[[ INFORMATION GIVEN, beginning ]]
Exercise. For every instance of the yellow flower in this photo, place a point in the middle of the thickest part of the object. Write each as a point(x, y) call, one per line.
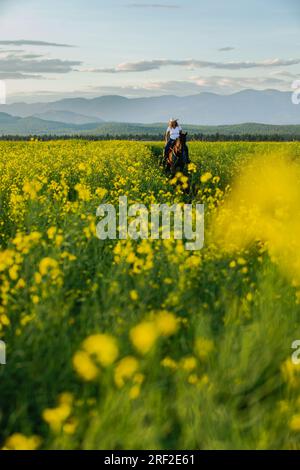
point(143, 336)
point(20, 442)
point(189, 363)
point(167, 323)
point(206, 177)
point(55, 417)
point(169, 363)
point(104, 347)
point(294, 423)
point(84, 366)
point(125, 369)
point(47, 264)
point(84, 192)
point(134, 295)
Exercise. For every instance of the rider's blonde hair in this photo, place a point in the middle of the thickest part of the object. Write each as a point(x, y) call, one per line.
point(173, 121)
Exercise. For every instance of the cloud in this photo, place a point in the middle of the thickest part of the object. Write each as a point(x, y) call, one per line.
point(19, 76)
point(33, 65)
point(166, 6)
point(156, 64)
point(28, 42)
point(225, 49)
point(194, 85)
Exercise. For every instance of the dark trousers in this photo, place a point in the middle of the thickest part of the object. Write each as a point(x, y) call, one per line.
point(170, 144)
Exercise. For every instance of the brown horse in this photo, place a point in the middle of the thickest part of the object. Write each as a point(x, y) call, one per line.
point(177, 157)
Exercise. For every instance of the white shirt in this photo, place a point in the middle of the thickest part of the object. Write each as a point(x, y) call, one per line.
point(174, 132)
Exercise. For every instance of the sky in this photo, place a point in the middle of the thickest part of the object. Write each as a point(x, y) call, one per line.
point(53, 49)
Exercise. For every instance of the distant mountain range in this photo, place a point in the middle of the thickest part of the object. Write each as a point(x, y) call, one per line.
point(116, 115)
point(32, 125)
point(268, 106)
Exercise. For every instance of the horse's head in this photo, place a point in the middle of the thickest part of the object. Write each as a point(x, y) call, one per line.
point(183, 138)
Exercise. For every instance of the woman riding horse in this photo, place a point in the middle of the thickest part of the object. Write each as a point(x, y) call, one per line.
point(176, 154)
point(173, 133)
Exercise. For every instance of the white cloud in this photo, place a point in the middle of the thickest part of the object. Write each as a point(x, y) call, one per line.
point(166, 6)
point(29, 42)
point(156, 64)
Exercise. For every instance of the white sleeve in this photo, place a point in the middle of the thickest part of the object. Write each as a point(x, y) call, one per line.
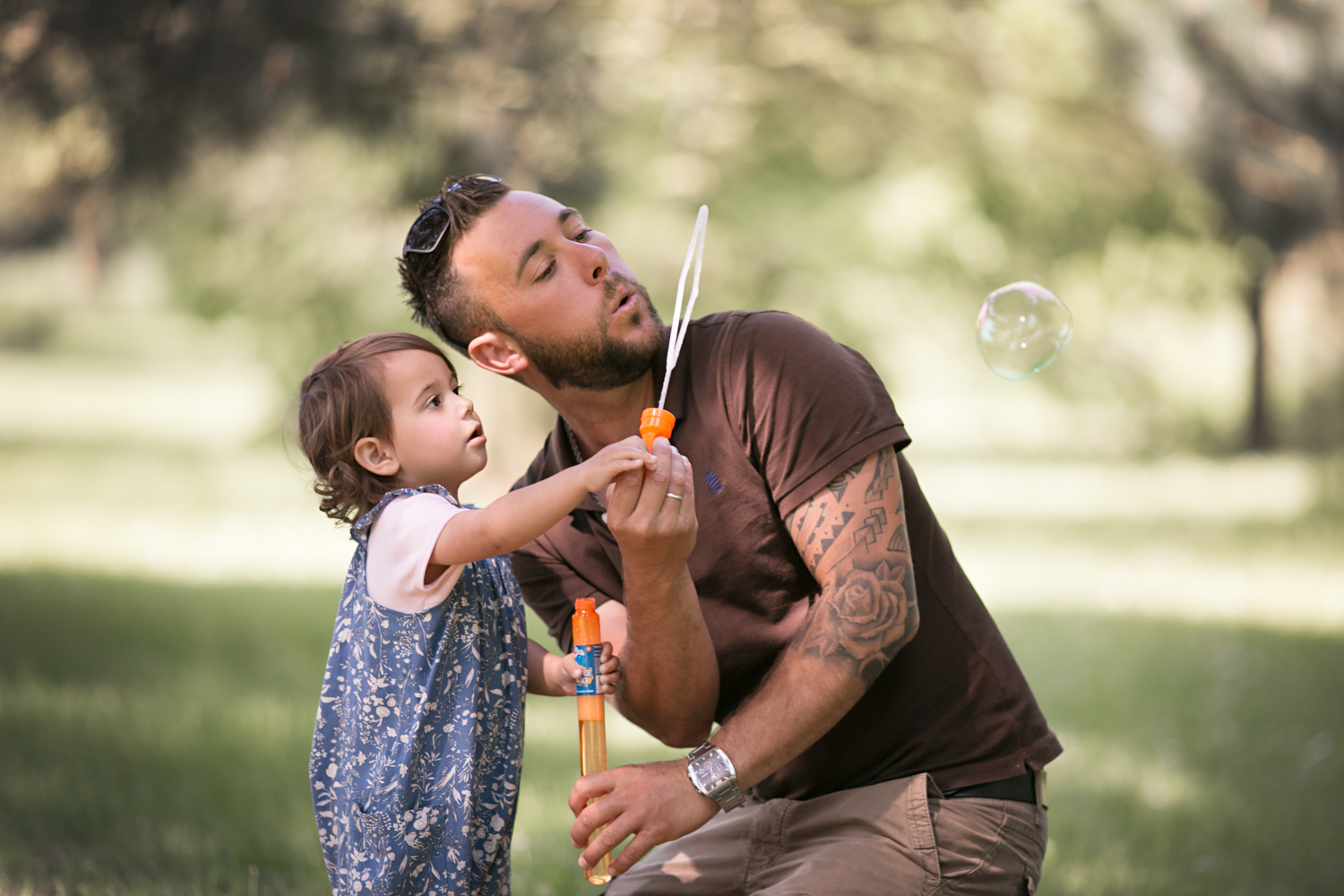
point(400, 548)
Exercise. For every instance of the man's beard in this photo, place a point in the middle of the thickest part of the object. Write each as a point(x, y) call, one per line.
point(599, 362)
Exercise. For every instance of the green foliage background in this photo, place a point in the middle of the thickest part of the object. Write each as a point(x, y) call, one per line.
point(198, 198)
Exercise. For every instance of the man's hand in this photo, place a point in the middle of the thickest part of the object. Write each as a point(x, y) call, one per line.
point(656, 802)
point(652, 512)
point(671, 681)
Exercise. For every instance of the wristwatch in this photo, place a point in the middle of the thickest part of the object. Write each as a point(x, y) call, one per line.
point(712, 774)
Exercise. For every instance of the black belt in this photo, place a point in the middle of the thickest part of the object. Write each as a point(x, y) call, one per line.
point(1021, 788)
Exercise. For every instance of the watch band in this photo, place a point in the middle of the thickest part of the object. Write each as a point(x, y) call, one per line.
point(712, 774)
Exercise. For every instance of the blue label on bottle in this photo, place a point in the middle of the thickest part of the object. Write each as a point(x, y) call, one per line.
point(588, 656)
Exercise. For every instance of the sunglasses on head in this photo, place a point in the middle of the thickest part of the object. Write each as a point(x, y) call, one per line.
point(427, 231)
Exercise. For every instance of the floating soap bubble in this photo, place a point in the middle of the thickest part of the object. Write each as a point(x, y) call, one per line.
point(1021, 328)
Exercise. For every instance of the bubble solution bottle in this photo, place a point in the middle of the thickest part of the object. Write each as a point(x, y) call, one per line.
point(588, 649)
point(655, 422)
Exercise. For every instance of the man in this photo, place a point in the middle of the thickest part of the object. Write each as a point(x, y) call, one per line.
point(812, 607)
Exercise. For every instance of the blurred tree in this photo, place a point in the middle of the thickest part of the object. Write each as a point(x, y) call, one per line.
point(1257, 89)
point(874, 166)
point(108, 94)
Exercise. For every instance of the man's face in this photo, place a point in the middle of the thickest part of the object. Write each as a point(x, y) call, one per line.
point(562, 292)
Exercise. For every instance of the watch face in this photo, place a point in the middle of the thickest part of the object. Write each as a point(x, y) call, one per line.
point(710, 770)
point(714, 767)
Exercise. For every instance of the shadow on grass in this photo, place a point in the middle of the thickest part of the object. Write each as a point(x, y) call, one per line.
point(153, 737)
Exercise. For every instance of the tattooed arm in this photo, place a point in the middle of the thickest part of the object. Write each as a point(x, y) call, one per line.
point(852, 536)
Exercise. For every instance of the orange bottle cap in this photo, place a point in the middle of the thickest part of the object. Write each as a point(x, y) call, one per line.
point(588, 624)
point(653, 424)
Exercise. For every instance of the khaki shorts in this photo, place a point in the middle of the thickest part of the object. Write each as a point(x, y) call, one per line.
point(895, 839)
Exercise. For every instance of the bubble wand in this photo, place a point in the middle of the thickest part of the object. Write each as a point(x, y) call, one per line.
point(588, 651)
point(655, 421)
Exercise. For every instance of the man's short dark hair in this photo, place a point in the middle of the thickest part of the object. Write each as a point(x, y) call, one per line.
point(437, 297)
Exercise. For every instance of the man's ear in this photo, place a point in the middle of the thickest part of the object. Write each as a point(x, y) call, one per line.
point(376, 457)
point(497, 354)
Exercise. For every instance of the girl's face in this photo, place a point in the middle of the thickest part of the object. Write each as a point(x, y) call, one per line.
point(437, 437)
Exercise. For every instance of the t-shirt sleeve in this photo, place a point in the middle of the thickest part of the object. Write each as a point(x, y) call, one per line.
point(400, 548)
point(809, 408)
point(550, 586)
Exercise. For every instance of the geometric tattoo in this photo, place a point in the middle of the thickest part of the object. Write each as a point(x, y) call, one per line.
point(866, 610)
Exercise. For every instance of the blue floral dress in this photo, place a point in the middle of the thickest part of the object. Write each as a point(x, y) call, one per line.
point(418, 743)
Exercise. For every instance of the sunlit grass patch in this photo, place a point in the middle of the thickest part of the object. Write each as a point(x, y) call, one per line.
point(153, 737)
point(1199, 758)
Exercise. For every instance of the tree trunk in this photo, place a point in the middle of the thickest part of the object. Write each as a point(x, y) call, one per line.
point(1260, 430)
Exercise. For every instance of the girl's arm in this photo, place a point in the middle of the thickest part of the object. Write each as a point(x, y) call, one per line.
point(521, 516)
point(554, 676)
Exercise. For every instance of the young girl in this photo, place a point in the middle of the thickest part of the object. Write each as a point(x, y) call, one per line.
point(419, 729)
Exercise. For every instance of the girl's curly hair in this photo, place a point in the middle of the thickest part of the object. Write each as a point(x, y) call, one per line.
point(341, 402)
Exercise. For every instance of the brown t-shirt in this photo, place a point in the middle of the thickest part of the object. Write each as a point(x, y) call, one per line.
point(769, 410)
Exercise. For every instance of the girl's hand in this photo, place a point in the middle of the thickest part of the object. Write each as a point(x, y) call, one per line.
point(609, 672)
point(621, 457)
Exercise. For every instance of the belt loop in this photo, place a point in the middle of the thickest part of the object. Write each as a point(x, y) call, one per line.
point(919, 821)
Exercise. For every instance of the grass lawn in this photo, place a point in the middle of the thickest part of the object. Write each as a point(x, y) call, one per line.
point(153, 739)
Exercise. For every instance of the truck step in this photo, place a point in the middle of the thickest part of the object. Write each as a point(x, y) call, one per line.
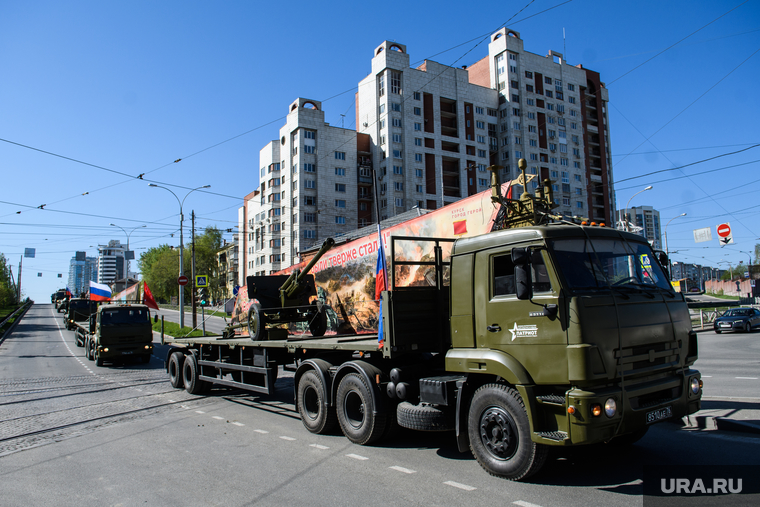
point(557, 436)
point(552, 399)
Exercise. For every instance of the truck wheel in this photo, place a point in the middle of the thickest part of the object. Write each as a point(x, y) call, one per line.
point(175, 369)
point(355, 411)
point(190, 373)
point(423, 417)
point(316, 416)
point(256, 323)
point(499, 433)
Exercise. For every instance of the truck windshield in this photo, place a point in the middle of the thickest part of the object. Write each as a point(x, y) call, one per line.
point(124, 316)
point(601, 263)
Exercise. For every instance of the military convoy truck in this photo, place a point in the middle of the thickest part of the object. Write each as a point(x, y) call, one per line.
point(548, 332)
point(116, 332)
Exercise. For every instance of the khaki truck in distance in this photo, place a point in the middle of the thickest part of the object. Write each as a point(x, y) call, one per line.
point(117, 332)
point(545, 333)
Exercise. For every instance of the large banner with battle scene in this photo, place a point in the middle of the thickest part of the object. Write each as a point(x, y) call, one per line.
point(345, 275)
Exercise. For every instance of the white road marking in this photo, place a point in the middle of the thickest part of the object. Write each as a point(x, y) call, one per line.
point(460, 486)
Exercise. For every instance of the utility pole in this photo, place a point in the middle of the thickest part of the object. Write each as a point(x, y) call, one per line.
point(192, 233)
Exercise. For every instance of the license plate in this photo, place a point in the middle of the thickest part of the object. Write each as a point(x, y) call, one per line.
point(659, 414)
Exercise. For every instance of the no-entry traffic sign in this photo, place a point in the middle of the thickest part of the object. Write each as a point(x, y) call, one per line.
point(724, 234)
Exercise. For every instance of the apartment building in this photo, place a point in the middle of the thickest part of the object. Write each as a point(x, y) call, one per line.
point(642, 220)
point(428, 134)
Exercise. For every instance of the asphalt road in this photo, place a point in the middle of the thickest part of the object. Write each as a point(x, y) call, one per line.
point(75, 434)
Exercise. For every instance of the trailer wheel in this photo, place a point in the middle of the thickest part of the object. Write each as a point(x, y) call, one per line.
point(256, 323)
point(175, 369)
point(190, 374)
point(423, 417)
point(316, 416)
point(355, 411)
point(499, 433)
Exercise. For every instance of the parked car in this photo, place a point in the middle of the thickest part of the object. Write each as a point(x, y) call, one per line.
point(738, 319)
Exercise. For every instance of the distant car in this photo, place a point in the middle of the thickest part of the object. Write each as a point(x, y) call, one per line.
point(738, 319)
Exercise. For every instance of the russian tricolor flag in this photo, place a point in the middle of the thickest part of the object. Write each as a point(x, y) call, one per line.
point(99, 292)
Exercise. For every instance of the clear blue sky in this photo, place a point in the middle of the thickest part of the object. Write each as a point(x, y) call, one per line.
point(133, 86)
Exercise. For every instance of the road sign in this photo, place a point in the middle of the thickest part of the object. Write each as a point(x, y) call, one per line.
point(724, 234)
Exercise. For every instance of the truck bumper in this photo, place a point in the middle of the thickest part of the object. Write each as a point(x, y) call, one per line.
point(637, 406)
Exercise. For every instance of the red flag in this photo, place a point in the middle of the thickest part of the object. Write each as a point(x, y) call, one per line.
point(149, 301)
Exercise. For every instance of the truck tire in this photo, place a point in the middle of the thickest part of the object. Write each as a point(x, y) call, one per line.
point(423, 417)
point(355, 411)
point(176, 359)
point(316, 415)
point(499, 433)
point(256, 323)
point(190, 374)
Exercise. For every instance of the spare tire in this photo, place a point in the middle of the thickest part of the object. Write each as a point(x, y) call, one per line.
point(424, 417)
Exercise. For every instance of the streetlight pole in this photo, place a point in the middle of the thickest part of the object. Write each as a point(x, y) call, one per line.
point(181, 248)
point(126, 276)
point(625, 213)
point(665, 233)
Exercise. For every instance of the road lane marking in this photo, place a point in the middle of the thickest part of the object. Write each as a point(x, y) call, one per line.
point(460, 486)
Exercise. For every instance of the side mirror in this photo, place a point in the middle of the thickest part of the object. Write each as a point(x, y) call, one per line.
point(523, 283)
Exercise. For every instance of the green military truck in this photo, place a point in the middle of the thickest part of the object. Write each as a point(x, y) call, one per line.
point(548, 333)
point(78, 310)
point(117, 332)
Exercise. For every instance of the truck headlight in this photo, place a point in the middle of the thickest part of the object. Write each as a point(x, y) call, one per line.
point(610, 407)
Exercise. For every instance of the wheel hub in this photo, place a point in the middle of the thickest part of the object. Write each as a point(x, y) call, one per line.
point(498, 432)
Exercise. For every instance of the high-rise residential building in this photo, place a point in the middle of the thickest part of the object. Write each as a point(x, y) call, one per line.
point(642, 220)
point(81, 273)
point(111, 262)
point(428, 134)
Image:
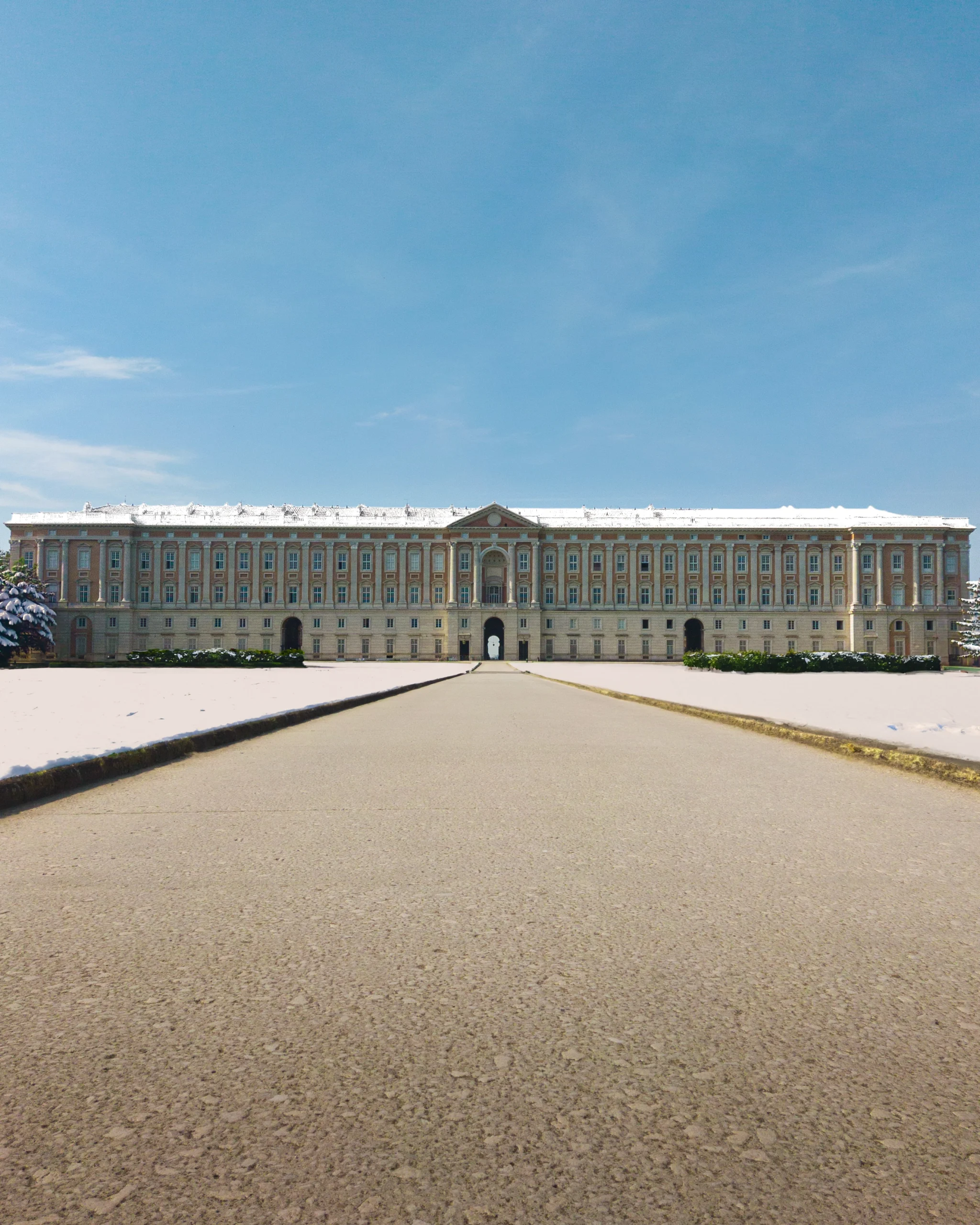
[[ INFORMATION GIVEN, end ]]
Omit the pictures. Write out exactly the lines from the one containing "Exercise. For every instance of the spare" through the last line of the entries, both of them included.

**EXERCISE OUTPUT**
Exercise. For every instance of the spare tire in this photo, place a point in the middle of the thickest part of the object. Write each as a point(x, y) call, one per line.
point(424, 417)
Exercise. For every instance of the streetlight pole in this photo, place a point in the middle of the thickest part of the object. Write each as a point(x, y) call, one per line.
point(181, 248)
point(126, 276)
point(625, 213)
point(665, 233)
Exercise. For every instance of the road lane marking in this photo, place a point in the middle of the thickest part of the object. Write each as a point(x, y) call, one per line.
point(460, 486)
Exercise. For every instance of the side mirror in this photo, place a point in the middle of the thickest part of the object. Write each as a point(x, y) call, one per line.
point(523, 283)
Exercise. For every instance of the green military truck in this photo, place a point in the middle of the thickest part of the object. Write each as a point(x, y) call, one per line.
point(548, 333)
point(78, 310)
point(117, 332)
Exercise. For every instance of the truck headlight in this photo, place a point in the middle of the thickest part of the object. Write each as a point(x, y) call, one per line.
point(610, 407)
Exercise. For every instance of the wheel hub in this photo, place a point in the middle of the thickest part of the object. Write each as a point(x, y) call, one per line.
point(498, 432)
Exercise. For every instance of the high-rise residential building in this photo, place a point in the middle of the thickest part of the object. Write each as a point(x, y) call, one per line.
point(642, 220)
point(81, 273)
point(111, 262)
point(428, 134)
Image:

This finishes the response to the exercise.